::: Entries provided

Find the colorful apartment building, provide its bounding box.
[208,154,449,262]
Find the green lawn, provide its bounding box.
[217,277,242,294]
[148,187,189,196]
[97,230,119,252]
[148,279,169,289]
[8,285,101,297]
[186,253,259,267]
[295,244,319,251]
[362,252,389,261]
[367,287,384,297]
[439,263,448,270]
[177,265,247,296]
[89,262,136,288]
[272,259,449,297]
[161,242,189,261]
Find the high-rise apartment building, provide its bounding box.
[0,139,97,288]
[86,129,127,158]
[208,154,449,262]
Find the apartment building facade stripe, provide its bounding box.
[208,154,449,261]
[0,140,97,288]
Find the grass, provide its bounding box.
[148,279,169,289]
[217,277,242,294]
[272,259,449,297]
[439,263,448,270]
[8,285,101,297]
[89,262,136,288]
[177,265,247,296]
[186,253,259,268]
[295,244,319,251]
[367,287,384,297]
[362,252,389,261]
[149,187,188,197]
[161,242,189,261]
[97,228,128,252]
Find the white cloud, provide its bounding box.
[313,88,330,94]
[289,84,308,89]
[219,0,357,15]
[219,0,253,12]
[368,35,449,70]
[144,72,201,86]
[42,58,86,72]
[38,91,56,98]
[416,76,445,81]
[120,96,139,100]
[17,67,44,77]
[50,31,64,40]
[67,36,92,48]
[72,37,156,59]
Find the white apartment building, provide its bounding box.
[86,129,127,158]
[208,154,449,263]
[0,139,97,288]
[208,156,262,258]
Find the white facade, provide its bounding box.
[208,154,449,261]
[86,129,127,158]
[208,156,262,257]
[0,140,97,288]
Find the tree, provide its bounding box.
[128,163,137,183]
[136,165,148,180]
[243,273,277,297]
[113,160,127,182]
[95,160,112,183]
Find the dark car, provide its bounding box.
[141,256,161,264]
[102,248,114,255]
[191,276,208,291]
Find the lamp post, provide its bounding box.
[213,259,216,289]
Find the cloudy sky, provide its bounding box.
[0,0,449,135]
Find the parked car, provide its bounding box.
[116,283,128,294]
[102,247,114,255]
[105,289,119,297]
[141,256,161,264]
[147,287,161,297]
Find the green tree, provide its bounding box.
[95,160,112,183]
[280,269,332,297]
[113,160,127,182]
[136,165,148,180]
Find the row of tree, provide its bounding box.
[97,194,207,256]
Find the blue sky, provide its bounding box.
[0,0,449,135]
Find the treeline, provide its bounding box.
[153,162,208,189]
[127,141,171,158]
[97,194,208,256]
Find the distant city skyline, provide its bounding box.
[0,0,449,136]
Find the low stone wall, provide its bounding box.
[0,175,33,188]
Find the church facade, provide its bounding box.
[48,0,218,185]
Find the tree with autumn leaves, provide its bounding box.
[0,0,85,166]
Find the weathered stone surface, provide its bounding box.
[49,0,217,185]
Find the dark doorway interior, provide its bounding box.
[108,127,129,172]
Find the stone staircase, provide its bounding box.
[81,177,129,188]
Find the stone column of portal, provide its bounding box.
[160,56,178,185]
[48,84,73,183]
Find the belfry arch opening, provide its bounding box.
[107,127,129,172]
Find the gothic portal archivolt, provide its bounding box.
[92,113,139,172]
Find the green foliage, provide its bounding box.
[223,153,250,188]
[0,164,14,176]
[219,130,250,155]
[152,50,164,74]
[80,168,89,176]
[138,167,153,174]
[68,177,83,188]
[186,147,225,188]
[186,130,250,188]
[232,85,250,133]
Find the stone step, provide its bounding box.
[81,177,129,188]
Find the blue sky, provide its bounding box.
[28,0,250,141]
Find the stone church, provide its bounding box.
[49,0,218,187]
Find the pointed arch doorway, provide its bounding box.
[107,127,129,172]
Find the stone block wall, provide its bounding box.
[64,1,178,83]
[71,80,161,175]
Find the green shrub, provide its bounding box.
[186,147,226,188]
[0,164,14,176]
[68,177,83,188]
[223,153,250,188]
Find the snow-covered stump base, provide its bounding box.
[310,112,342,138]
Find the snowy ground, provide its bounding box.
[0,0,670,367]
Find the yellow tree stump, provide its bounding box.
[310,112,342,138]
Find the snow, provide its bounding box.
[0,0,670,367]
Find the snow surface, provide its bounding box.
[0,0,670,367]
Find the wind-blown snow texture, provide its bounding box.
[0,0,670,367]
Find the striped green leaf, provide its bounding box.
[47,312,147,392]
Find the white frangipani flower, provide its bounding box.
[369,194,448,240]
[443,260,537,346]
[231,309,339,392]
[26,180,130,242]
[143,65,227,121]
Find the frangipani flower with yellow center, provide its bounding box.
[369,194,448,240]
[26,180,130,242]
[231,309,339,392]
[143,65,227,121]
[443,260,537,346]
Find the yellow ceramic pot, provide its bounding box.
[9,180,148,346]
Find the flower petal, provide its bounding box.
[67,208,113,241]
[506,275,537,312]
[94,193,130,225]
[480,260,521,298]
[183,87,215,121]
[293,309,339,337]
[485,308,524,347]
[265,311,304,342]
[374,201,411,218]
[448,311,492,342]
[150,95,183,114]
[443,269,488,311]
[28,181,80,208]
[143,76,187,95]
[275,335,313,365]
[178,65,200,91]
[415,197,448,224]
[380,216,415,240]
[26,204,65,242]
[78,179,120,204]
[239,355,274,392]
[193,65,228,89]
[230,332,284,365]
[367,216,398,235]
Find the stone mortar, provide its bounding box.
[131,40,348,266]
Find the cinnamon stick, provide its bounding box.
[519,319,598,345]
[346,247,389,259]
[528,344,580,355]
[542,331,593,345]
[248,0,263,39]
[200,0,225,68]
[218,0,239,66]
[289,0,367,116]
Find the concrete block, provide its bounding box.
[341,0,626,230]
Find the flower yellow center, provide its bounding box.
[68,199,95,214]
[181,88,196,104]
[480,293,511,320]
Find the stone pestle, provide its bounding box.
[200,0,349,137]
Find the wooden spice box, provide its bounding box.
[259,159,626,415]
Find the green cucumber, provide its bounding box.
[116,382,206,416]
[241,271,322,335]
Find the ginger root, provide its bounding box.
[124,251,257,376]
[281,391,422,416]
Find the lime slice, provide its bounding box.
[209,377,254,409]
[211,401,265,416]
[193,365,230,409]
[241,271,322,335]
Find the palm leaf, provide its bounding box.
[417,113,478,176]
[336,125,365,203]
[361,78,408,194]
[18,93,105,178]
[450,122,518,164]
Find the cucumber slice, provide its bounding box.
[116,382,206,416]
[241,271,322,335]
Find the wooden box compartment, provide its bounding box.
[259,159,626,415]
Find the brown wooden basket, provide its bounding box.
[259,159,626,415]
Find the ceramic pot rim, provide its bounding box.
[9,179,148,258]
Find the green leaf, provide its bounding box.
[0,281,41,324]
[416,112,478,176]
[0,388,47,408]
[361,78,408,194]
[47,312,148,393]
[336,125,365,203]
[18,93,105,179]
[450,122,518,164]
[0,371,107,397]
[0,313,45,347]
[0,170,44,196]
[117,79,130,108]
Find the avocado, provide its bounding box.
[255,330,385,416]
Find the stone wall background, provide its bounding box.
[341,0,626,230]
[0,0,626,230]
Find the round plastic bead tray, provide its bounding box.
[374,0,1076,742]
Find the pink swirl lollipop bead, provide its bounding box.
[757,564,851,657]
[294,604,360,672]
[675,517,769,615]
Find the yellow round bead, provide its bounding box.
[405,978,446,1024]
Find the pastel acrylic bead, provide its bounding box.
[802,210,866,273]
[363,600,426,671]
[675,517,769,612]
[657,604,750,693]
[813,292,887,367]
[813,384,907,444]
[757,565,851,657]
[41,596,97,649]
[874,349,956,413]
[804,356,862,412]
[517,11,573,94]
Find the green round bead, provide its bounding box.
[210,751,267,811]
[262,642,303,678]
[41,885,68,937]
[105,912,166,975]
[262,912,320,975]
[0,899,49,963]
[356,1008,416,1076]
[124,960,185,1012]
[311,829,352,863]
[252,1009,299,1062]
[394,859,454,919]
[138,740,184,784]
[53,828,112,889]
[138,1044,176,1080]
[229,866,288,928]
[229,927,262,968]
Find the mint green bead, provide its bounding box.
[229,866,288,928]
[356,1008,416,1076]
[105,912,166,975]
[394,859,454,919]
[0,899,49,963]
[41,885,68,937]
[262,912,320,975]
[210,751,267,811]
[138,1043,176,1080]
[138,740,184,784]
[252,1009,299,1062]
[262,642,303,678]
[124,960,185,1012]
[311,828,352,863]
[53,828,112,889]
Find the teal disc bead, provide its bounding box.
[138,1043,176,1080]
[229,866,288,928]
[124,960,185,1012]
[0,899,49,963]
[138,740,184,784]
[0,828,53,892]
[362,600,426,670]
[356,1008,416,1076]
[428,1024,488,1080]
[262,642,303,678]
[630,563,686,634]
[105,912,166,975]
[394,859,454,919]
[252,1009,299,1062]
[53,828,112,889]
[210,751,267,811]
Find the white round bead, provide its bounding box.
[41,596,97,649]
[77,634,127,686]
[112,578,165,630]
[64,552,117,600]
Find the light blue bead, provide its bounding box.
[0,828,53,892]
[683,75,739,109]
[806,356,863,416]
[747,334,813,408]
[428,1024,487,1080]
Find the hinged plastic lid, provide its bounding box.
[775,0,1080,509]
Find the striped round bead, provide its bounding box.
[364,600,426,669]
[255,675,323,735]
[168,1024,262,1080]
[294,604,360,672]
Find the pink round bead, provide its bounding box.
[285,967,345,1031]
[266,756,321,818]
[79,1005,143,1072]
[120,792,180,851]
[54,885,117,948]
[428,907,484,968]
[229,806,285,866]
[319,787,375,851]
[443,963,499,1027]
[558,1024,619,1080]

::::::

Reproduce only the data between the lines holding "Find the green foliage, provide" and "[71,80,161,175]", inclusive, substituting "granite" for "stone" and leaving everything else unchanged.

Solution to the exercise:
Find the green foliage, provide its bounding box.
[223,153,250,188]
[0,164,14,176]
[219,130,250,155]
[152,50,164,74]
[80,168,89,176]
[138,167,153,174]
[68,177,83,188]
[186,147,225,188]
[186,130,250,188]
[232,85,250,133]
Find the granite step, provide its bounding box.
[81,177,129,188]
Find the blue sky, provide its bounding box.
[28,0,250,141]
Find the granite church, provide its bounding box.
[49,0,218,187]
Find the pointed arch doorway, provide its bounding box.
[107,127,129,172]
Find the granite block wall, provide its bounding box.
[64,1,178,83]
[71,80,161,175]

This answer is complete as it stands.